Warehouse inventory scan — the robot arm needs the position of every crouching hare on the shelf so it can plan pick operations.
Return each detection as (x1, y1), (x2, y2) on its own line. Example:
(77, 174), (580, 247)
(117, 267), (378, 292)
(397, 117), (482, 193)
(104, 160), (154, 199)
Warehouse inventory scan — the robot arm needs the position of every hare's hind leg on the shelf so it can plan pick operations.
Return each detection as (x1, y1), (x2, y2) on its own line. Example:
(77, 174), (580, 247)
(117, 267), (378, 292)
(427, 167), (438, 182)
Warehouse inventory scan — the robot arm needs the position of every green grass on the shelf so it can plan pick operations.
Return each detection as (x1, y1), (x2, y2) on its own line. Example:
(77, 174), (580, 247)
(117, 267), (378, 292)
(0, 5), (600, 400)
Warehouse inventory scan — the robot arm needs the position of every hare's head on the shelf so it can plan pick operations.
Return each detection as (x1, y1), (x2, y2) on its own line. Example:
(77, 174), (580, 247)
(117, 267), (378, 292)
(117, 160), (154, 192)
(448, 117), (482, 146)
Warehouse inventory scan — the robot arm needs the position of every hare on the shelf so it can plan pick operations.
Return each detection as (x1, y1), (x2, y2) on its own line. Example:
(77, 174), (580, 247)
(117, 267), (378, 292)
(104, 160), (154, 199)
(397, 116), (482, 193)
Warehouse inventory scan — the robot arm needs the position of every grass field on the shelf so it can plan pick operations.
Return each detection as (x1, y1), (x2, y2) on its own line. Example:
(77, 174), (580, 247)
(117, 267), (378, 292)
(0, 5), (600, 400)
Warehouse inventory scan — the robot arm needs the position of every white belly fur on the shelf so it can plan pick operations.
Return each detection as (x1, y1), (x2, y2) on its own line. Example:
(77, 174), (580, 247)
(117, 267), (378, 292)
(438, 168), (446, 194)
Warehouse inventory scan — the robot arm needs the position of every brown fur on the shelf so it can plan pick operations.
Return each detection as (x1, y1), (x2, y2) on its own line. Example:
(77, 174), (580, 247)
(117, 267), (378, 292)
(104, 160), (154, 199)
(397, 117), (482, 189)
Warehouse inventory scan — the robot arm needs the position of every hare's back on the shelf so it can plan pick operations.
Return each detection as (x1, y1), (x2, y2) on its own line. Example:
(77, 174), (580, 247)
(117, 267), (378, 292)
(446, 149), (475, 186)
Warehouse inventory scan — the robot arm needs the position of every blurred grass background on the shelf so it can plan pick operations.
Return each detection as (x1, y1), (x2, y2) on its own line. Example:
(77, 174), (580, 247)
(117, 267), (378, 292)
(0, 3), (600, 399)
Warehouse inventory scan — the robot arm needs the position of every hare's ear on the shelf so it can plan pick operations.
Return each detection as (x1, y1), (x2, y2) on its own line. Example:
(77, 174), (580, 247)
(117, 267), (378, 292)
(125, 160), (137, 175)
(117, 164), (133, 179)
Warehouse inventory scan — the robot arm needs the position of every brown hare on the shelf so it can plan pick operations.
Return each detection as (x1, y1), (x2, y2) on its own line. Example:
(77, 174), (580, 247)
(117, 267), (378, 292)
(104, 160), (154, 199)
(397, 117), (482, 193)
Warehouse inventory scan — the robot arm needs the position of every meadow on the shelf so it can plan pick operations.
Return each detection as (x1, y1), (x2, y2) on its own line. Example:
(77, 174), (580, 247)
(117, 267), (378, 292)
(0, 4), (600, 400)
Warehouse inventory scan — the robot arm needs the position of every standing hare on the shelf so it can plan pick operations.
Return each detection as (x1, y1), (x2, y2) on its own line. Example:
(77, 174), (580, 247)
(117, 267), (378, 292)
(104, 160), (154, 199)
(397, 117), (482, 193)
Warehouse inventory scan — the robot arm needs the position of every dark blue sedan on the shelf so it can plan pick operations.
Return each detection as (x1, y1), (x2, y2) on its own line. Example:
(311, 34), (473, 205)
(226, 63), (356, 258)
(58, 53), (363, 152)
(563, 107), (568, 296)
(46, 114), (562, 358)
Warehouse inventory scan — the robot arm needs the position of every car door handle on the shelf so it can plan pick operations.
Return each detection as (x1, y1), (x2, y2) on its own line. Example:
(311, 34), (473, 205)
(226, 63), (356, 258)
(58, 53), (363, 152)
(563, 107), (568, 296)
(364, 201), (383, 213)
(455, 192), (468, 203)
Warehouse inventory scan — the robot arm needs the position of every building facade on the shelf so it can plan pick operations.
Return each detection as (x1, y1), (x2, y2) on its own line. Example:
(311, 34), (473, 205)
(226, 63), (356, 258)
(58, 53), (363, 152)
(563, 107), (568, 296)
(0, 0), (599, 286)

[SET TASK] Write out all of the material above again, switching every "robot arm" to "picking robot" and leaving everything else as it is.

[OUTPUT BELOW]
Warehouse inventory scan — the picking robot needs the position of every crouching hare on the shelf so it can plan pick operations.
Return each detection as (x1, y1), (x2, y2) on its own line. Example:
(77, 174), (580, 247)
(117, 267), (378, 292)
(397, 117), (482, 193)
(104, 160), (154, 199)
Warehouse inventory scan — the picking robot needs the position of every hare's hind leg on the shelf so it can plan pick operations.
Return each detection as (x1, y1), (x2, y2) on its own line. Example:
(77, 174), (580, 247)
(117, 267), (378, 292)
(427, 167), (438, 182)
Warehouse inventory scan — the picking robot needs the position of every green grass on the shelf so it can plan pick operations.
Return each detection as (x1, y1), (x2, y2) on its own line. Example:
(77, 174), (580, 247)
(117, 267), (378, 292)
(0, 5), (600, 400)
Warehouse inventory scan — the picking robot needs the position of every hare's head on the shelf so it can plan pick operations.
Return each detection as (x1, y1), (x2, y2) on its own line. Example:
(77, 174), (580, 247)
(117, 267), (378, 292)
(117, 160), (154, 192)
(448, 117), (482, 146)
Warehouse inventory scan — the picking robot needs the position of every hare on the shelf so it can plan pick operations.
Return each detection as (x1, y1), (x2, y2) on its own line. Example:
(77, 174), (580, 247)
(117, 267), (378, 292)
(104, 160), (154, 199)
(397, 116), (482, 193)
Warehouse inventory scan — the picking robot needs the position of every grass field on the shelf so it can plan pick operations.
Return each detection as (x1, y1), (x2, y2) on its own line. Example:
(77, 174), (580, 247)
(117, 267), (378, 292)
(0, 5), (600, 400)
Warehouse inventory scan — the picking robot needs the position of every white belly fur on the shelf so it can plan pick operations.
Return each detection as (x1, y1), (x2, y2) on its own line. Example:
(77, 174), (580, 247)
(117, 267), (378, 292)
(438, 168), (446, 194)
Warehouse inventory scan — the picking robot needs the position of every brown fur on the shelf so it can plan pick operations.
Return each detection as (x1, y1), (x2, y2) on its own line. Example:
(77, 174), (580, 247)
(117, 267), (378, 292)
(104, 160), (154, 199)
(397, 117), (482, 189)
Warehouse inventory scan — the picking robot needs the position of every hare's back on the shelf so it can plan pick operations.
Return each detection as (x1, y1), (x2, y2) on its own line. Example:
(77, 174), (580, 247)
(117, 267), (378, 292)
(446, 149), (475, 186)
Warehouse inventory scan — the picking robot needs the position of every blurred grass background on the shelf so it can plan pick operations.
Return each detection as (x1, y1), (x2, y2) on its own line. Example:
(77, 174), (580, 247)
(117, 267), (378, 292)
(0, 3), (600, 399)
Warehouse inventory scan — the picking robot needs the position of every hare's ear on the shelf so it can plan pick operations.
Return each detection as (x1, y1), (x2, y2) on its own line. Example:
(77, 174), (580, 247)
(117, 267), (378, 292)
(125, 160), (137, 175)
(117, 164), (133, 179)
Warehouse inventory scan — the picking robot needs the position of every brown hare on the shelf so it can plan pick operations.
Return each detection as (x1, y1), (x2, y2) on its own line. Example:
(77, 174), (580, 247)
(117, 267), (378, 292)
(104, 160), (154, 199)
(397, 117), (482, 193)
Warehouse inventory scan — the picking robot needs the position of every meadow on the shelf so it can plan pick operations.
Return each detection as (x1, y1), (x2, y2) on its own line. Example:
(77, 174), (580, 247)
(117, 267), (378, 292)
(0, 4), (600, 400)
Warehouse inventory scan — the picking robot needs the position of every standing hare on the shelf so it can plan pick operations.
Return each detection as (x1, y1), (x2, y2) on its own line. Example:
(77, 174), (580, 247)
(117, 267), (378, 292)
(104, 160), (154, 199)
(397, 117), (482, 193)
Warehouse inventory scan — the picking robot needs the position of every dark blue sedan on the shelf so it can plan pick operations.
Return each detection as (x1, y1), (x2, y2) on its own line. Example:
(311, 34), (473, 205)
(226, 63), (356, 258)
(58, 53), (363, 152)
(563, 107), (568, 296)
(46, 114), (562, 358)
Warehouse inventory scan — the picking robot needs the position of every car door handle on the shelf so it can plan pick operations.
Return each detection as (x1, y1), (x2, y2) on its own line. Example:
(311, 34), (473, 205)
(226, 63), (356, 258)
(58, 53), (363, 152)
(563, 107), (568, 296)
(364, 201), (383, 213)
(455, 192), (468, 203)
Warehouse inventory scan — the picking robot needs the position of every building facade on the shelf so it can plan pick operations.
Return each detection as (x1, y1), (x2, y2) on its own line. Example:
(311, 34), (473, 205)
(226, 63), (356, 258)
(58, 53), (363, 152)
(563, 107), (568, 296)
(0, 0), (599, 286)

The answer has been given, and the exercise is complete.